Some records:
==========

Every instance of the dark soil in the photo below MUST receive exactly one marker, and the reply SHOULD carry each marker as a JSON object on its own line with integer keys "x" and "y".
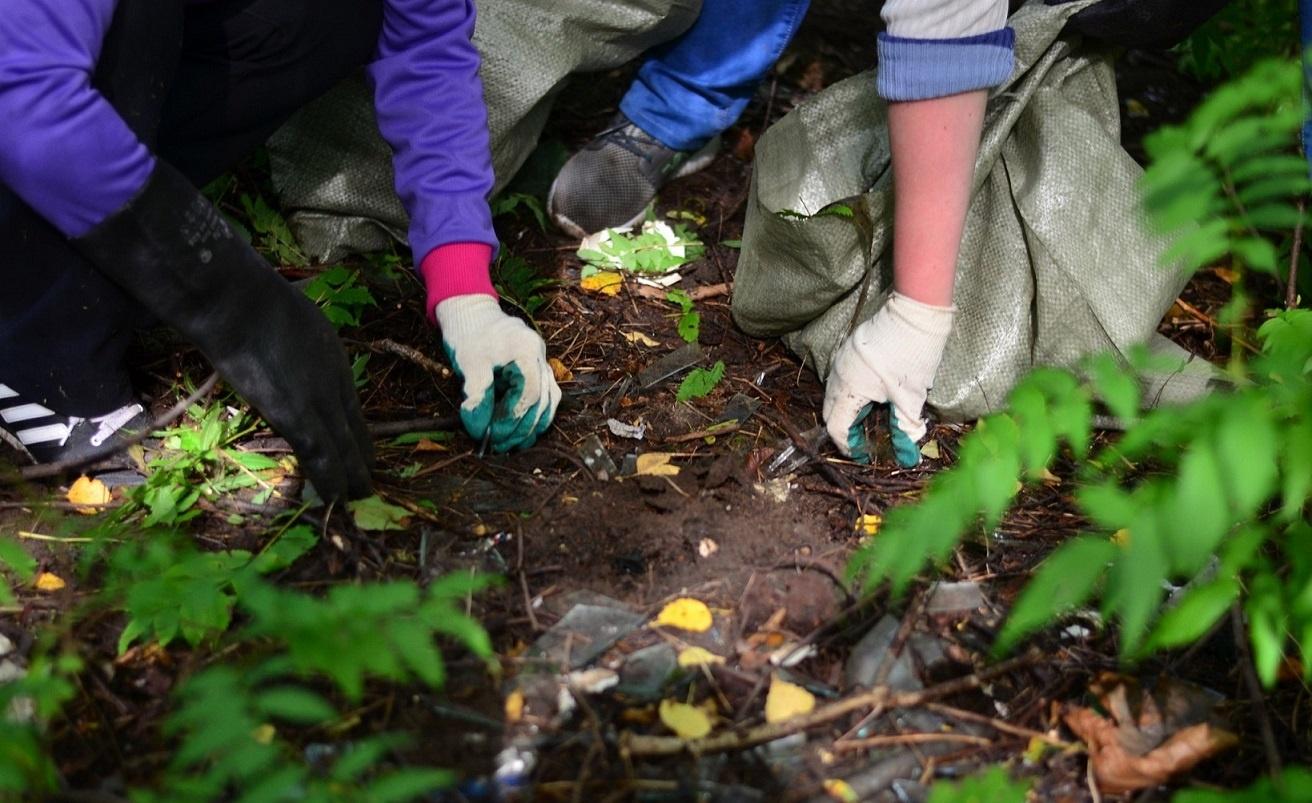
{"x": 553, "y": 529}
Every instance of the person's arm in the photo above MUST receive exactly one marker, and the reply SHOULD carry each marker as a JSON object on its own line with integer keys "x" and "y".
{"x": 936, "y": 62}
{"x": 430, "y": 110}
{"x": 63, "y": 148}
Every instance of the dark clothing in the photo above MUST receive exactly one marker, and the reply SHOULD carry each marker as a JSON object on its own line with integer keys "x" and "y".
{"x": 201, "y": 87}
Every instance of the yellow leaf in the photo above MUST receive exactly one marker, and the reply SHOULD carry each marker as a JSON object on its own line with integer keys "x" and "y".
{"x": 264, "y": 734}
{"x": 869, "y": 524}
{"x": 698, "y": 656}
{"x": 559, "y": 370}
{"x": 604, "y": 281}
{"x": 840, "y": 790}
{"x": 688, "y": 614}
{"x": 49, "y": 581}
{"x": 688, "y": 722}
{"x": 640, "y": 339}
{"x": 87, "y": 491}
{"x": 514, "y": 706}
{"x": 786, "y": 701}
{"x": 655, "y": 463}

==========

What is required: Reproduce each line of the rows above verbatim, omitting the pictures from your reply.

Task answer:
Every instance of the dark soil in the photo below MUST receive exactly one marker, and the reply SHOULD carry each marker as a JSON object on its own line with integer keys "x" and "y".
{"x": 553, "y": 529}
Every instance of the person's arm in the photo above MUST receive exactly one marker, and the reply SHOULD carry each marker as a JSON object on its own line with integer keys "x" and "y".
{"x": 936, "y": 62}
{"x": 430, "y": 110}
{"x": 63, "y": 148}
Every instance of the dark clothing in the photo above MUST receive exactly one marker, and the reply SHOULD carry each marker as a JSON object on its own line with integer keys "x" and "y".
{"x": 201, "y": 87}
Every instance of the yellow leaf in the photo above MUST receive exactly one marker, and the reply SHOULD carry each marker as a JSON object on its own line with integer keys "x" and "y".
{"x": 264, "y": 734}
{"x": 869, "y": 524}
{"x": 698, "y": 656}
{"x": 559, "y": 370}
{"x": 604, "y": 281}
{"x": 840, "y": 790}
{"x": 688, "y": 614}
{"x": 49, "y": 581}
{"x": 688, "y": 722}
{"x": 640, "y": 339}
{"x": 87, "y": 491}
{"x": 514, "y": 706}
{"x": 786, "y": 701}
{"x": 655, "y": 463}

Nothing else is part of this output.